→ Given text
5 Oscars facts that you probably didn’t know
1. Everything started during spring of 1929, when the first Academy Awards celebrated the first version of what they didn’t know would later be a worldwide cultural phenomena.
The first Academy Awards ceremony held in Hollywood did not broadcast, had around 270 guests and the name “Oscar” was not on scene for a few more years.
It was May 16, 1929, the venue was the downstairs Blossom Ballroom at the Hollywood Roosevelt Hotel and the 270 guests have paid $5 for their tickets to assist to the glamorous ceremony. The 12 winners were announced 3 months prior the ceremony in Los Angeles Times, no surprises that year.
The Winners for Best Actor and Best Actress were Emil Jannings and Janet Gaynor.
2. Leonardo Dicaprio win broke Twitter record
DiCaprio’s best actor win for his starring turn in “The Revenant” at the 88th Academy Awards — his first Oscar — generated more than 440,000 tweets per minute. That made it the most-tweeted minute of an Oscars telecast ever, handily beating the previous record of 255,000 tweets per minute, set in 2014 when host Ellen DeGeneres tweeted a star-studded selfie.

→ Required actions
(A) In the Oscars facts article, what was the venue of the first Academy Awards ceremony?
(B) Name every person mentioned in the Oscars facts article.
(C) Write the next part of the Oscars facts article, picking up after its last sentence.

→ Input data
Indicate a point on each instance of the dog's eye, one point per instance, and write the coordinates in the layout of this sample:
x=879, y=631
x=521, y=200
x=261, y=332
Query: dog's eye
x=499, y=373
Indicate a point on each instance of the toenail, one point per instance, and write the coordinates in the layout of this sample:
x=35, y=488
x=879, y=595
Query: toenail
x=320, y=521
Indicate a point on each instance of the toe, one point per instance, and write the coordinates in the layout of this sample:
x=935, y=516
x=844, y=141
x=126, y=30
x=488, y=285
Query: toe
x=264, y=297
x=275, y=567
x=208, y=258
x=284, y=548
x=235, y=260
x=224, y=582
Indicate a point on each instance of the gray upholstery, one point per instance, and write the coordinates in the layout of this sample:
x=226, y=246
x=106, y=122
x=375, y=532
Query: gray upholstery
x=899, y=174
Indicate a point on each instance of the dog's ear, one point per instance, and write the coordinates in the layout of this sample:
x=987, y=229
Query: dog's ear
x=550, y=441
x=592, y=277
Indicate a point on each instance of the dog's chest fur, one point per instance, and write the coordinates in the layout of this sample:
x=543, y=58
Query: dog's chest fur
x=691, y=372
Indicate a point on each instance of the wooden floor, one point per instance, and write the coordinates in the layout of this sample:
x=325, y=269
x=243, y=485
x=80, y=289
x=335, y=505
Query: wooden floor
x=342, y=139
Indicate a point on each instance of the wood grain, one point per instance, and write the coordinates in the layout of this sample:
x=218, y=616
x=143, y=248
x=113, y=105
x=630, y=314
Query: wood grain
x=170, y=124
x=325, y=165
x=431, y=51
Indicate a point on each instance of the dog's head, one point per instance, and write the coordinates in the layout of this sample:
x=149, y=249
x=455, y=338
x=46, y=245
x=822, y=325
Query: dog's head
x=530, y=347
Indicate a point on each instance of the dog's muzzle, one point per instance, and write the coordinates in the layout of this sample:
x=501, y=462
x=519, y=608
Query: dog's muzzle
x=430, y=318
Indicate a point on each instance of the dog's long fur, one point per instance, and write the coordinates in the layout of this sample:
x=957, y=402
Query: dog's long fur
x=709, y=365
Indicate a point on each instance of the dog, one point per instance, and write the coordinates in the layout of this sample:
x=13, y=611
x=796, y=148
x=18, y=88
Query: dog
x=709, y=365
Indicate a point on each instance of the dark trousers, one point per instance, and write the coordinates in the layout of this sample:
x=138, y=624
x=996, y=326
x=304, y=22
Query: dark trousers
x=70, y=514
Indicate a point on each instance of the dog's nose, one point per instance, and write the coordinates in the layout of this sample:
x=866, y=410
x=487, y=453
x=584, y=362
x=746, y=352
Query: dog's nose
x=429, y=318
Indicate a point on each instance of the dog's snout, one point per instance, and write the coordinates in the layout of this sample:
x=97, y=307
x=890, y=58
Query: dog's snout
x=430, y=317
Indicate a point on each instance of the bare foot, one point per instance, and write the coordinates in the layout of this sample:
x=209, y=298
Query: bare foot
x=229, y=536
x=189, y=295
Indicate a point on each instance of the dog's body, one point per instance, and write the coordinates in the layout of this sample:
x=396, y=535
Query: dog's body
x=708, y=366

→ Expected results
(A) The downstairs Blossom Ballroom at the Hollywood Roosevelt Hotel.

(B) Emil Jannings, Janet Gaynor, Leonardo DiCaprio, Ellen DeGeneres

(C)
After DiCaprio’s win, the next most-tweeted Oscars moments were the “Spotlight” surprise win for best picture followed by “Mad Max: Fury Road” picking up its sixth statue of the night, for sound mixing.Twitter said there were 24.2 million total Oscar-related tweets from 5:30 p.m. to 1 a.m. ET, yielding 3.9 billion overall impressions; last year, Twitter said 3.7 billion tweet impressions were viewed in a 48-hour period. That indicates higher activity on Twitter for the Oscars this year, after Super Bowl chatter was down year over year and the social service posted a decline in monthly active users in the fourth quarter of 2015.
3. The Lord of the Rings The Return of the King (2003) is the all times winner
Won all 11 categories for which it was nominated: Best Picture, Director, Adapted Screenplay, Original Score, Original Song, Sound Mixing, Art Direction, Makeup, Costume Design, Film Editing, and Visual Effects.
4. The youngest and the oldest
The 1974 Oscars breakout star was a ten-year-old Tatum O’Neal, who starred in Paper Moonalongside her father Ryan—and managed to win the Best Supporting Actress prize for her turn as the sidekick of the con-man Bible salesman in the Depression-era story. Forty years later (and counting), she remains the youngest actor to ever win an Academy Award. She still acts in movies and television, but hasn’t made it back to the Oscars spotlight.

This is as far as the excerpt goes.